Fishing For Litter: Partnering with the fishing industry to clean up our seas — Seafish

Fishing For Litter: Partnering with the fishing industry to clean up our seas

KIMO International's Fishing For Litter project aims to reduce marine litter by working with the commercial fishing industry.

Participating fishing vessels are provided with large bags to collect litter floating on the ocean surface or dragged up in their nets. The bags are unloaded when the vessels come into port and collected regularly, enabling the contents to be recycled or appropriately managed via energy-from-waste incineration or landfill.

The Fishing For Litter initiative was developed by KIMO International, an association of coastal local authorities whose goal is to eliminate pollution from the Northern Seas. It was originally started in March 2000 by the North Sea Directorate of the Dutch Government in co-operation with the Dutch Fisheries Association. KIMO set out to help clear the North Sea of litter, by providing bags to bring ashore litter gathered as part of fishing activities so it could be managed it responsibly on land.

Pilot schemes, operated by KIMO International, were run as part of the Save the North Sea Project in Scotland, Sweden, Netherlands and Denmark until 2005. The Scottish project has remained active ever since and in 2009 Fishing for Litter South West was set up, when fishing industry representatives from Cornwall approached KIMO UK to see if the project could be replicated in Devon and Cornwall.

Fishing For Litter is endorsed by OSPAR as a model for their members to adopt. KIMO also continues to operate Fishing for Litter projects in the Netherlands, Isle of Man, Faroe Islands and the Baltic Sea. Affiliated pilot projects have also taken place in Milford Haven, Wales and Northern Ireland.

==========

* _COMPLETE THE FOLLOWING_
a) In the Fishing For Litter page, in what year was Fishing for Litter South West set up?
b) Reproduce word for word the stretch of the Fishing For Litter page from "Participating fishing vessels" through "incineration or landfill.".

==========

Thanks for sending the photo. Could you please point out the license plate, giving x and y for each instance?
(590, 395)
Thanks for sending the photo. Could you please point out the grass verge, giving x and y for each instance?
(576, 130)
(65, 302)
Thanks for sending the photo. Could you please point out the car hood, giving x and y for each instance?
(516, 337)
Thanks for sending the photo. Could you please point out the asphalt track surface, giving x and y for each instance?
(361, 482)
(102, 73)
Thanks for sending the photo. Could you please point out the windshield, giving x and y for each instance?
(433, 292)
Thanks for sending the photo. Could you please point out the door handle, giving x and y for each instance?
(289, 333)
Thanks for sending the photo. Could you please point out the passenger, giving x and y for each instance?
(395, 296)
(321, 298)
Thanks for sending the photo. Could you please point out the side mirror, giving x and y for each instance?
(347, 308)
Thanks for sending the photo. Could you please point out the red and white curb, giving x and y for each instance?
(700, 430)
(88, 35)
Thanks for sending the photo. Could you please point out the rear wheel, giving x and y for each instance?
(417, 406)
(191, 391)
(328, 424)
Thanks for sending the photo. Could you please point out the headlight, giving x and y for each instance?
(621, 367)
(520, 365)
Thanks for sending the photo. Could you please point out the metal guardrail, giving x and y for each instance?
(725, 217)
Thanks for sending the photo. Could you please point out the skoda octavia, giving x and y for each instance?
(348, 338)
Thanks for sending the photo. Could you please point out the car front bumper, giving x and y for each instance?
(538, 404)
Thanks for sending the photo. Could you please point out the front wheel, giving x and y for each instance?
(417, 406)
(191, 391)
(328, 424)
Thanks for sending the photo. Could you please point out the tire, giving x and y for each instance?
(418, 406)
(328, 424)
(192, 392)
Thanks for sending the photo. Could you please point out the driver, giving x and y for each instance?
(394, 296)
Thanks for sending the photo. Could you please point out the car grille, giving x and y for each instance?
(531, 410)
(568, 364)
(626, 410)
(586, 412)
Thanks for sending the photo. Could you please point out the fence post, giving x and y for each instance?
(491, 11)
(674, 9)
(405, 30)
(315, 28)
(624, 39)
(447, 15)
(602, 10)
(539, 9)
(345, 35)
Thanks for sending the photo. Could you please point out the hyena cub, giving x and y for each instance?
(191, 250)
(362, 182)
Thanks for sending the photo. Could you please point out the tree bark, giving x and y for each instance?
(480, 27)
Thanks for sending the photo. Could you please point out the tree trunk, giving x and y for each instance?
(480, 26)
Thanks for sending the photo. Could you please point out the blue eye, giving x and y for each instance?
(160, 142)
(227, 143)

==========

* _SOLUTIONS TO THE PROBLEMS_
a) 2009

b)
Participating fishing vessels are provided with large bags to collect litter floating on the ocean surface or dragged up in their nets. The bags are unloaded when the vessels come into port and collected regularly, enabling the contents to be recycled or appropriately managed via energy-from-waste incineration or landfill.